▶ [Provided data]:
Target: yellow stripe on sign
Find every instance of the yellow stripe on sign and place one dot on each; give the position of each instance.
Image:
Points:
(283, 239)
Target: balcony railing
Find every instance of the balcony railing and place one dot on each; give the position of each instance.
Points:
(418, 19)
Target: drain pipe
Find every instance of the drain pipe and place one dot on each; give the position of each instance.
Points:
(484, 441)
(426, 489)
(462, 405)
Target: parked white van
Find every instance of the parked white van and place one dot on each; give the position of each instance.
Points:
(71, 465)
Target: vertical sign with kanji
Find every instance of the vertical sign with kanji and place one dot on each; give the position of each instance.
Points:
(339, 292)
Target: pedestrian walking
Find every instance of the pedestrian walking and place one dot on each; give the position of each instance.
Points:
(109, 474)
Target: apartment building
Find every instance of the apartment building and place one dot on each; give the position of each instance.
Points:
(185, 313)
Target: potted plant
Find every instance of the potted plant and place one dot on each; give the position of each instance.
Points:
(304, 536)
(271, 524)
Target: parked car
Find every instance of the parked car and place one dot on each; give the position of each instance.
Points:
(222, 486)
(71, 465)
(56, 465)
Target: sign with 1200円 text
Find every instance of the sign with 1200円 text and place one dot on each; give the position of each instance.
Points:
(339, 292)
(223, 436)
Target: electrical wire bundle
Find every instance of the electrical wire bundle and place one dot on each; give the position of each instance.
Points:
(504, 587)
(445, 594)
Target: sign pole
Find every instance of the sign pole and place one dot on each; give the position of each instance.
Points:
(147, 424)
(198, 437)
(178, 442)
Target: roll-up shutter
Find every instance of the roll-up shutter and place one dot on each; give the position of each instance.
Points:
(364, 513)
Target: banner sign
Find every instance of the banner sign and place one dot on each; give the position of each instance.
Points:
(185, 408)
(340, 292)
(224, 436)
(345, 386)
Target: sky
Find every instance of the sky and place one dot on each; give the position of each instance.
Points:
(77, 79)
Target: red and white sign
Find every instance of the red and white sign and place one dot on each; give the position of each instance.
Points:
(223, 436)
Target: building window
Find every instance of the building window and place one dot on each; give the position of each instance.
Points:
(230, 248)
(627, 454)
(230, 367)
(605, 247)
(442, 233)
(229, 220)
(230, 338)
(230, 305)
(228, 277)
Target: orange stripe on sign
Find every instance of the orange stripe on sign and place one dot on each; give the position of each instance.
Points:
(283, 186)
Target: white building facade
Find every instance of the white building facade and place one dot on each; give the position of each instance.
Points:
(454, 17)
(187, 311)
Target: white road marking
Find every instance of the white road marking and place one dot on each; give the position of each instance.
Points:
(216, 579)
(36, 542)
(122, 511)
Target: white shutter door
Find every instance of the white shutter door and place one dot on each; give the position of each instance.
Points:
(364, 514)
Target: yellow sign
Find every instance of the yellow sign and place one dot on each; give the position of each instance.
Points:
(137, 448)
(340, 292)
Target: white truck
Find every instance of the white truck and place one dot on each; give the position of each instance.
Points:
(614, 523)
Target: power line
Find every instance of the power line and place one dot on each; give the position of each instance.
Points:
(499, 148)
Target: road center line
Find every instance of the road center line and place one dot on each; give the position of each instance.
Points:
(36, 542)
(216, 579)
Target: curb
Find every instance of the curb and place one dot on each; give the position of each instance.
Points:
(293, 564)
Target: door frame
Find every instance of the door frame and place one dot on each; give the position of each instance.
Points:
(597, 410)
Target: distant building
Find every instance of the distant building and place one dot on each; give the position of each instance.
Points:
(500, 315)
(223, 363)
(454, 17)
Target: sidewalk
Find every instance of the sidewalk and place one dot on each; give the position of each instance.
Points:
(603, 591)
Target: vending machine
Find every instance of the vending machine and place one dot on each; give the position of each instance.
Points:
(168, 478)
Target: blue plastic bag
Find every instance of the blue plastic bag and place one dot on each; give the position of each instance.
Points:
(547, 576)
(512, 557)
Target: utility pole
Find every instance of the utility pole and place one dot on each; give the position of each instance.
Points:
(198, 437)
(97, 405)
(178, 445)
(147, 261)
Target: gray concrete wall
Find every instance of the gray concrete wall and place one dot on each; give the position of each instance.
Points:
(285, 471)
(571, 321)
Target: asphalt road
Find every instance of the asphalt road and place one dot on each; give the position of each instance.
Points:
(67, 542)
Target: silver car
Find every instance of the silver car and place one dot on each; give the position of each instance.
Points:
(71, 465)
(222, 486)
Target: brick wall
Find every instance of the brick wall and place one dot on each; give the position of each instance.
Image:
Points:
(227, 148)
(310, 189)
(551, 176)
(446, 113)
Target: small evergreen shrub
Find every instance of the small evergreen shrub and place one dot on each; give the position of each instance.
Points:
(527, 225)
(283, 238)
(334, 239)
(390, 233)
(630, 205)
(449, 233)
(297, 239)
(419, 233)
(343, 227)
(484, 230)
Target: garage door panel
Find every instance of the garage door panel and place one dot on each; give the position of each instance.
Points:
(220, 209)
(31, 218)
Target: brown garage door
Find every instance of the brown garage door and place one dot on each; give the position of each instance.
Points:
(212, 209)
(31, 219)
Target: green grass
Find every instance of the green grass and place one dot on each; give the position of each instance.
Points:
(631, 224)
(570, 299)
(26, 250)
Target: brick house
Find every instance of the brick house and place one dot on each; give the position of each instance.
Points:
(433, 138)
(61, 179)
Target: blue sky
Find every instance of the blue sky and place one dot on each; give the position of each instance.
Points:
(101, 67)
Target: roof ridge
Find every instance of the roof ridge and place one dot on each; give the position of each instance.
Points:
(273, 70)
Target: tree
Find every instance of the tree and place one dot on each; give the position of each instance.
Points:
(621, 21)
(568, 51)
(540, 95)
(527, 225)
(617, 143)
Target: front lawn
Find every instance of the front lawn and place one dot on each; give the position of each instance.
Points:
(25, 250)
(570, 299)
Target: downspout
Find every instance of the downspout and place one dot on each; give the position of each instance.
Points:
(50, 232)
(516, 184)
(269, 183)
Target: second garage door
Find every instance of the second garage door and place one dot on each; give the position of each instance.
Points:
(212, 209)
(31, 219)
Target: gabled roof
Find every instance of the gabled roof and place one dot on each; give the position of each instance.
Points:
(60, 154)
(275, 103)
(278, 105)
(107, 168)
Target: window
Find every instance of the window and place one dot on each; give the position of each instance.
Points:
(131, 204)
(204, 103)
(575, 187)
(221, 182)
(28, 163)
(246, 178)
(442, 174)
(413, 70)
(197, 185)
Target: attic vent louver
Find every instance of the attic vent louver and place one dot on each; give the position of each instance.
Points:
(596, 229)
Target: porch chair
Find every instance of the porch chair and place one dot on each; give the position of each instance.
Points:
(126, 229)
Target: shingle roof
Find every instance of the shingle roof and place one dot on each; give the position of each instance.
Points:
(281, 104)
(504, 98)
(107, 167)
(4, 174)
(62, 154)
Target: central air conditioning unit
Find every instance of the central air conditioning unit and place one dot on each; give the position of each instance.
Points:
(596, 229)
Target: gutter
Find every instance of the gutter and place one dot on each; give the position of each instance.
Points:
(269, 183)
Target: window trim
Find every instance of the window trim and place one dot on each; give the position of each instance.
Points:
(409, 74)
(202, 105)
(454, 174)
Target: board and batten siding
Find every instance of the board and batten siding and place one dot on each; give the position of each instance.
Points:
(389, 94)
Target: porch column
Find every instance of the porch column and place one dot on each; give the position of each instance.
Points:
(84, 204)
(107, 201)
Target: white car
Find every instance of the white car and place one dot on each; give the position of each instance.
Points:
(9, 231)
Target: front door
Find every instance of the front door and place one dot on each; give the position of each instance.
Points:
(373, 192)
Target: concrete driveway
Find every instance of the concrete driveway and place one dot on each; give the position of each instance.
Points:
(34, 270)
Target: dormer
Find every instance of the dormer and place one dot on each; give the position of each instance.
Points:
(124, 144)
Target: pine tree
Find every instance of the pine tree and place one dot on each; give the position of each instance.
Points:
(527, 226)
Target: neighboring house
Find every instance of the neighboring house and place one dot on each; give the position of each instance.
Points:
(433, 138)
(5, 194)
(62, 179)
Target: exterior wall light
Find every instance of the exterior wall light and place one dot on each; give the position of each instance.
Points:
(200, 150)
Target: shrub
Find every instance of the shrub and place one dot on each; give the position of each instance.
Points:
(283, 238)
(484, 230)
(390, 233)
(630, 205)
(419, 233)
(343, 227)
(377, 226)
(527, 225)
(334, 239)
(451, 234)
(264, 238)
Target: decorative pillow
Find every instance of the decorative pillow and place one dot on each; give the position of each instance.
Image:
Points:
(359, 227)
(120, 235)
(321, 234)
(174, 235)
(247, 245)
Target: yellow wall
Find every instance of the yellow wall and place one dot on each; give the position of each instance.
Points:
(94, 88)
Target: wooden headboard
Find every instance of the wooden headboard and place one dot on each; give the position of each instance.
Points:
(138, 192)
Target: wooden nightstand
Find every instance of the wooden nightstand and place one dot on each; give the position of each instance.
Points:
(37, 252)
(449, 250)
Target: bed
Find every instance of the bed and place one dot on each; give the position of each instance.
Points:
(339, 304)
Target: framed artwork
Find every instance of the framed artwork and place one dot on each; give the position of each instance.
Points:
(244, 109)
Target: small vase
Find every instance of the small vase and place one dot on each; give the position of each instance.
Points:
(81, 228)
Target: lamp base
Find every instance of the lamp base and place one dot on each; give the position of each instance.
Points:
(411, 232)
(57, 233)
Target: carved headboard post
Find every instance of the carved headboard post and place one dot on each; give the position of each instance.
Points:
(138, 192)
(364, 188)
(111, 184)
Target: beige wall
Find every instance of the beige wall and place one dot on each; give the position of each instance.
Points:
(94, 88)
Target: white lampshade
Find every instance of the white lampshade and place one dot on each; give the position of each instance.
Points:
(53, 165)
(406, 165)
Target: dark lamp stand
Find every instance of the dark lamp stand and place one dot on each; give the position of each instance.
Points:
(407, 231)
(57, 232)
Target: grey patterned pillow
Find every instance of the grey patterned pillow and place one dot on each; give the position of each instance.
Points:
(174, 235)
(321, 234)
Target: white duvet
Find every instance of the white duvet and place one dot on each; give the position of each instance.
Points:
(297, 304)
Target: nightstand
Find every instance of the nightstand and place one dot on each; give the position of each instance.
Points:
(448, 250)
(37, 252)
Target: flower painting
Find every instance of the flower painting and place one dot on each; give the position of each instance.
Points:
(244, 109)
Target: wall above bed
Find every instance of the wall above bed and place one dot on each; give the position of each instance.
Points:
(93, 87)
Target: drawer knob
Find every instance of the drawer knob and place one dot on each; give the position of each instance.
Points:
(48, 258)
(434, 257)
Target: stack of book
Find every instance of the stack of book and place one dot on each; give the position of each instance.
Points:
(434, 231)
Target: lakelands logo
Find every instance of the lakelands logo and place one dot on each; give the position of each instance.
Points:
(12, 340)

▶ [What needs to be done]:
All lines above from the line with "Find every instance of the electrical" through the line with "Target: white road marking", both included, are to be set down exactly, with nothing else.

▶ [Expected answer]:
Find every instance of the electrical wire bundle and place one dot on each; give the position of each instance.
Points:
(504, 587)
(445, 594)
Target: sign pole
Find every instance of the sign pole and place one dot on each; give the position of each instance.
Points:
(147, 424)
(198, 437)
(178, 442)
Target: roll-up shutter
Find every instance of the roll-up shutter and place one dot on each; give the position of each instance.
Points:
(364, 513)
Target: banner sign
Find every instance of the banner sign and place one dot on each; give the position of each instance.
Points:
(185, 408)
(340, 292)
(224, 436)
(345, 386)
Target: sky
Find every instance of the sky and place one dot on each; give the position of each instance.
Points:
(77, 79)
Target: red and white sign
Find every instance of the red and white sign and place one dot on each; give the position of each instance.
Points:
(223, 436)
Target: building window
Find every instance of the building window and place one dot on each; give the position of each instance.
Points:
(230, 248)
(627, 454)
(230, 367)
(605, 247)
(442, 233)
(229, 220)
(230, 338)
(230, 305)
(228, 277)
Target: orange stripe on sign
Find every instance of the orange stripe on sign and place one dot on each; give the position of each instance.
Points:
(283, 186)
Target: white building facade
Find every instance of the white building facade and place one dot on each; give the position of each instance.
Points:
(454, 17)
(187, 311)
Target: white road marking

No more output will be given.